## TEXT BLOCK:
────────

It’s ironic that I had planned this column a couple of days ago and started writing it yesterday because the very concerns I talk about below are behind the overnight news that Fitch is lowering its long-term debt rating for US government bonds one notch to AA+. That matches S&P’s rating (Moody’s is still at Aaa).
Let me say at the outset that I am not at all concerned that the US will renege on its bonds in the classic sense of refusing to pay. Classically, a government that can print the money in which its bonds are denominated can never be forced to default. It can always print interest and principal.
Yes, this would cause massive inflation, and so would be a default on the value of the currency. Again classically, this is no decision at all. However, it bears noting that there may be some cases in which the debt is so large that printing a solution is so bad that a country may prefer default so that bondholders, and not the general population, take the direct pain. I don’t think this is today’s story or probably this decade’s story. Probably.
But let’s get back to what I intended to talk about.
Here are three big-picture trends that are tying together in my mind in a way that bothers me:
- Large and increasing (again) federal deficits
- An accelerating trend toward onshoring production to the US
- The Federal Reserve continuing to reduce its balance sheet
You would think that two of the three of those are unalloyed positives. The Fed removing its foot from the throat of debt markets is a positive, and re-onshoring production to the US reduces economic disruption risks in the case of geopolitical conflicts and provides high-value-added employment for US workers. And, of course, all of that is true. But there’s a way these interact that makes me nervous about something else.
This goes back to the question of where the money comes from to fund the Federal deficit. I’ve talked about this before. In a nutshell, when the government spends more than it takes in, the balance must come from either domestic savers or foreign savers. Because “foreign savers” get their stock of US dollars from our trade deficit (we buy more from Them than They buy from us, so we send them dollars on net which they have to invest somehow), looking at the flow of the trade deficit is a decent way to evaluate that side of the equation. On the domestic side, savings come mainly from individuals and, over the last 15 years or so, from the Federal Reserve. This is why these two lines move together somewhat well.
Now, you’ll notice that in this chart, the red line has gone from a deep negative to basically flat. The trade deficit has improved (shrunk) by about a trillion since last year, and the Fed balance sheet has shrunk by 800bln or so. But, after improving for a bit, the federal deficit is now moving in the wrong direction, growing larger again even as the economy expands and creating a divergence between these lines. This is happening partly, although not entirely, because of this trend, which will only get worse as interest rates stay high and debt is rolled over at higher interest rates:
The problem in the first chart above is the gap that’s developing between those two lines. Because the difference is what domestic private savers have to make up. If you’re not selling your bonds to the Fed, and you’re not selling your bonds to foreign investors who have dollars, you have to be selling them to domestic investors who have dollars. Domestic savers are, in fact, saving a bit more over the last year (they saved a LOT when the government dumped cash on them during COVID, which was convenient since the government needed to sell bonds).
So here’s the problem.

────────

## EXERCISE BRIEF:
In the column on US deficits, why does looking at the trade deficit give a decent way to evaluate how much foreign savers fund the federal deficit? Answer in one to three sentences. Answer using only the column on US deficits, with no outside sources.

────────

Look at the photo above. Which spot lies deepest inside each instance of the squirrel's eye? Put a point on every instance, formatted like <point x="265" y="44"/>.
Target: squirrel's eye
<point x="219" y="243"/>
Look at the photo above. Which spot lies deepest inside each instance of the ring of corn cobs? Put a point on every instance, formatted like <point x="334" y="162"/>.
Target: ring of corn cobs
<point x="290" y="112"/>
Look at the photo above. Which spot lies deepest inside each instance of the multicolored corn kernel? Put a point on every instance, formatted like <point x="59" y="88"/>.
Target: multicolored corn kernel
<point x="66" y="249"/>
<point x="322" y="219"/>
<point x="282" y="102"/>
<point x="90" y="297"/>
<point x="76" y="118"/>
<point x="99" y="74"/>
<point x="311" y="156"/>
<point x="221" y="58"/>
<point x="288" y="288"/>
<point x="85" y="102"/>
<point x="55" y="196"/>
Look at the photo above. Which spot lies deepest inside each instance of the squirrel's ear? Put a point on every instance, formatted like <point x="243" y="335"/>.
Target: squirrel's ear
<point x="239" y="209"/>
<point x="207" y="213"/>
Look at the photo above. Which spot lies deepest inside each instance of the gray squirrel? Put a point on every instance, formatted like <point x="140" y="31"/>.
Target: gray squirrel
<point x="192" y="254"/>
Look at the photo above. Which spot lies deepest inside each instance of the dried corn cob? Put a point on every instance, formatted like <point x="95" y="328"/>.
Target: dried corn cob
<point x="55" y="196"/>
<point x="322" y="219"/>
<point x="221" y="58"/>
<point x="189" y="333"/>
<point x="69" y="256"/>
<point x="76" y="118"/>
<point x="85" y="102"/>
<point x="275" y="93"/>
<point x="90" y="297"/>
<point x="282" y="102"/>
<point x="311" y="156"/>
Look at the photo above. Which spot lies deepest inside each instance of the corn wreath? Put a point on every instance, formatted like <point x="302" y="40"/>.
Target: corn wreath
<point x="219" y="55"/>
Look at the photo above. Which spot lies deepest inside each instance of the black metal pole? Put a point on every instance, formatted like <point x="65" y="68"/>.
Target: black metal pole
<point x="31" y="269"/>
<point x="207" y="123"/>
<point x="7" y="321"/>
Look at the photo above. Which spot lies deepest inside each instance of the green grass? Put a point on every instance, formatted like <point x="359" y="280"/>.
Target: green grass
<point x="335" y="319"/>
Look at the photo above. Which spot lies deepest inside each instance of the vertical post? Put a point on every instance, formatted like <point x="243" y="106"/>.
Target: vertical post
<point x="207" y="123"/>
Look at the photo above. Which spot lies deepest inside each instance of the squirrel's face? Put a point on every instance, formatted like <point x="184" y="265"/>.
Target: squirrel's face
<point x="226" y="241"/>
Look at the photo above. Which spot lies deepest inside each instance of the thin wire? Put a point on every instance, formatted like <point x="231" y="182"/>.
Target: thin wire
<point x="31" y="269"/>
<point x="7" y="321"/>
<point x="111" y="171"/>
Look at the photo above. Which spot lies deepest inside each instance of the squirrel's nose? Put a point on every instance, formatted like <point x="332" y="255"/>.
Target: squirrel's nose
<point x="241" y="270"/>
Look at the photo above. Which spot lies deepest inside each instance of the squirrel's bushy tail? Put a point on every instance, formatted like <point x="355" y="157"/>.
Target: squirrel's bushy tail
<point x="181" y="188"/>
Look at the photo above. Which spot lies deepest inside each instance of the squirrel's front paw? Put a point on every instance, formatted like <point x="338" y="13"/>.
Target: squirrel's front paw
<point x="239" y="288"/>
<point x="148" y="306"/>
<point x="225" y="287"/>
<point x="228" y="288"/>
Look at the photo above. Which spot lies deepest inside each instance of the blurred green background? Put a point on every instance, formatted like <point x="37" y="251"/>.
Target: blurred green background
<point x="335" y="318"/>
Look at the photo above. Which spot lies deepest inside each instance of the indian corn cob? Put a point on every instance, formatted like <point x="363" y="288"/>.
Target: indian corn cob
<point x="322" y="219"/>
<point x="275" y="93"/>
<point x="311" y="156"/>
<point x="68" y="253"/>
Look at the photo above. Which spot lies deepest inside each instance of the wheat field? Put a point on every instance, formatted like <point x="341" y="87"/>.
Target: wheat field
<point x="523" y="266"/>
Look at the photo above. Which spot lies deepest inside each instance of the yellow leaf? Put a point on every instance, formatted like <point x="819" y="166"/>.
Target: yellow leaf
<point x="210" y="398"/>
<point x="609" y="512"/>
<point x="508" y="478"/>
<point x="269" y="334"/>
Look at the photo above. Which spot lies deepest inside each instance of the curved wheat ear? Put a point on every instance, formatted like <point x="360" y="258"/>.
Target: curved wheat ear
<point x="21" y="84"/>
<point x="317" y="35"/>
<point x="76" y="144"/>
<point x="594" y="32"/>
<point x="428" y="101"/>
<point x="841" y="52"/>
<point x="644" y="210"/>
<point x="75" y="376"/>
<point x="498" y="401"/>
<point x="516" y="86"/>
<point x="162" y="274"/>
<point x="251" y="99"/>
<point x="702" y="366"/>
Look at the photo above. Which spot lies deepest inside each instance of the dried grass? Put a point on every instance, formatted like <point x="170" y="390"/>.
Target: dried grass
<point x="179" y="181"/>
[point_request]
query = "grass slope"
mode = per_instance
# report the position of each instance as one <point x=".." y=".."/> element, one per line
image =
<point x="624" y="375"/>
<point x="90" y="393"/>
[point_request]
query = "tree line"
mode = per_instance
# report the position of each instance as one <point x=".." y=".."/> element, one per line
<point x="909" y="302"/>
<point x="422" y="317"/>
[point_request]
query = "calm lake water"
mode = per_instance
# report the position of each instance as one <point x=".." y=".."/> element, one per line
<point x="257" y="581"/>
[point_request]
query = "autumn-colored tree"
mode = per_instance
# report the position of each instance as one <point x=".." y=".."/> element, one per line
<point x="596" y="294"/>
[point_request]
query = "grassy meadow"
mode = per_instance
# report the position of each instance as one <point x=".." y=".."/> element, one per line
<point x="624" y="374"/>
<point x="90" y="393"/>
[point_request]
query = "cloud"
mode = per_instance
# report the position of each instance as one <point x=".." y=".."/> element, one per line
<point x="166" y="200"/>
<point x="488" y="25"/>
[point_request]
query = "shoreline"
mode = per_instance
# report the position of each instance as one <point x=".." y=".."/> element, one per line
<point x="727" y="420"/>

────────

## WRITTEN REPLY:
Foreign savers get their stock of US dollars from the US trade deficit. The US buys more from them than they buy from it, so it sends them dollars on net, which they have to invest somehow.